= Trecho fornecido =
= = = =

A ortodoxia econômica que domina decisores políticos nos últimos anos privilegia a perspectiva do consumidor, quase nada do empresário e muito menos do trabalhador. Tanto assim que no caso do desemprego, concebido teoricamente por voluntário, a solução adviria da redução no custo da contratação laboral e da flexibilização dos direitos social e trabalhista.
Dessa forma, os patrões poderiam ampliar a quantidade de empregados obstaculizada por preço da mão de obra “artificialmente” acima do mercado devido atuação sindical e justiça trabalhista. Também a contenção na legislação laboral, considerada ultrapassada e rígida na garantia do padrão mínimo de relacionamento entre o capital e o trabalho, tornaria mais atraente a contração de mais trabalhadores pelos empregadores. Isso é claro, considerando que os consumidores poderiam elevar o padrão de gasto tendo em vista que a competição entre os empresários resultaria no preço final de bens e serviços menor face à queda no custo do trabalho e à flexibilização laboral.
No ano de 2017, com o objetivo de combater o desemprego, o presidente Temer sancionou a Lei 13.467 que provocou a maior alteração conhecida na Consolidação das Leis do Trabalho desde a sua implantação, em 1943. A reforma trabalhista implementada permitiu, de um lado, reduzir gastos com a remuneração direta e indireta dos empregados pelas empresas e, de outro, desequilibrar mais a relação capital-trabalho com a redução do poder tanto do sindicato, com o fim do financiamento obrigatório, como da justiça trabalhista frente aos obstáculos criados para o acesso do empregado.

= = = =

= Enunciado A =
Diga se cada afirmação concorda com o trecho sobre a reforma trabalhista: (i) a Lei 13.467 foi sancionada em 2017; (ii) a Consolidação das Leis do Trabalho foi implantada em 1953; (iii) a ortodoxia econômica privilegia a perspectiva do trabalhador. Responda sim ou não a cada uma e cite as palavras do trecho que decidem.
= Enunciado B =
Atualize o segmento do trecho sobre a reforma trabalhista que vai de "No ano de 2017, com" até "acesso do empregado.", trocando "sindicato" por "movimento sindical".
= Enunciado C =
Por favor, dê continuidade ao trecho sobre a reforma trabalhista a partir do ponto em que ele termina.
Os itens vêm de uma fonte diferente da do trecho.

= Dados brutos =
= = = =

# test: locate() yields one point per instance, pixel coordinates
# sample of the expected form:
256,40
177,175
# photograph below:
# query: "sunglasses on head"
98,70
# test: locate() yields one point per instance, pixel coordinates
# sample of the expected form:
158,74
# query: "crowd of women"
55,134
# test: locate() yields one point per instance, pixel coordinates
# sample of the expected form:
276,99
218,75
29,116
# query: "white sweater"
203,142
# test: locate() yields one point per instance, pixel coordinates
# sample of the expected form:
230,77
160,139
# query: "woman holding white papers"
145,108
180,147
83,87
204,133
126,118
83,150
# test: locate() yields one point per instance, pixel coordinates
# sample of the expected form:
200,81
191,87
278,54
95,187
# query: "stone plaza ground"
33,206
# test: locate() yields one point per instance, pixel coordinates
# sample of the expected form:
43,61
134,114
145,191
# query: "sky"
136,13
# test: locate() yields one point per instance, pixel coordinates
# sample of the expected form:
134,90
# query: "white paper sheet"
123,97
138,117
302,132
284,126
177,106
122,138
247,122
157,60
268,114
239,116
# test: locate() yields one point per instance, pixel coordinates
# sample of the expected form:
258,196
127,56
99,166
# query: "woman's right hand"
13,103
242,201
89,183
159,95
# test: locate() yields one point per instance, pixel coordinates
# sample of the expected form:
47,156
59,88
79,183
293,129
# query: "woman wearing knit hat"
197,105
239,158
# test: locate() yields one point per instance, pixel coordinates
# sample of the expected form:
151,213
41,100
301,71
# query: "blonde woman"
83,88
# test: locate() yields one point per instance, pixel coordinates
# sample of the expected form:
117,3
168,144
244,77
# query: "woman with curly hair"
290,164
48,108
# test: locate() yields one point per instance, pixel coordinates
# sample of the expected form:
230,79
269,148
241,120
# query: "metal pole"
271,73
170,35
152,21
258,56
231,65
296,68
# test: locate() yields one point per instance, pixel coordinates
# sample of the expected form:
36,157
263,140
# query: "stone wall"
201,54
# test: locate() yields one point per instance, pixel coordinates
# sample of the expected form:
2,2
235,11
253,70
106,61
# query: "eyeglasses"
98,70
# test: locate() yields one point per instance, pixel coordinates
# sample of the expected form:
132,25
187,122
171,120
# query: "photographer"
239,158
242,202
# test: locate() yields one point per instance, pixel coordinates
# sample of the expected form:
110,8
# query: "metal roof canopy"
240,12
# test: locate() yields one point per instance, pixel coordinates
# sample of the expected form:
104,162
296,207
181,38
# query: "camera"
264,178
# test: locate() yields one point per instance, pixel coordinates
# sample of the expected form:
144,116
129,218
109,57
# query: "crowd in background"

= = = =

= Resposta escrita A =
(i) Sim: "No ano de 2017, com o objetivo de combater o desemprego, o presidente Temer sancionou a Lei 13.467".
(ii) Não: "desde a sua implantação, em 1943".
(iii) Não: "privilegia a perspectiva do consumidor, quase nada do empresário e muito menos do trabalhador".

= Resposta escrita B =
No ano de 2017, com o objetivo de combater o desemprego, o presidente Temer sancionou a Lei 13.467 que provocou a maior alteração conhecida na Consolidação das Leis do Trabalho desde a sua implantação, em 1943. A reforma trabalhista implementada permitiu, de um lado, reduzir gastos com a remuneração direta e indireta dos empregados pelas empresas e, de outro, desequilibrar mais a relação capital-trabalho com a redução do poder tanto do movimento sindical, com o fim do financiamento obrigatório, como da justiça trabalhista frente aos obstáculos criados para o acesso do empregado.

= Resposta escrita C =
O impacto disso na realidade do trabalho foi imediato e inédito. Pelos dados consolidados do Tribunal Superior do Trabalho, a quantidade de ações junto à justiça trabalhista caiu 31,8% na comparação entre os períodos de nov/16 – out/17 com out/18 – set/19. Ao mesmo tempo, os sindicatos foram muito enfraquecidos em consequência da queda de 86% na arrecadação, que passou de R$ 3,64 bilhões, em 2017, para R$ 500 milhões em 2018.
No caso do custo de contratação do empregado formal também houve ganhos ao patronato. Conforme informações disponibilizadas pela Confederação Nacional da Indústria (CNI), o custo unitário do trabalho (CUT) na indústria brasileira caiu 16,1% só em 2018, o que colocou o país no segundo posto de maior queda na lista que compara países selecionados.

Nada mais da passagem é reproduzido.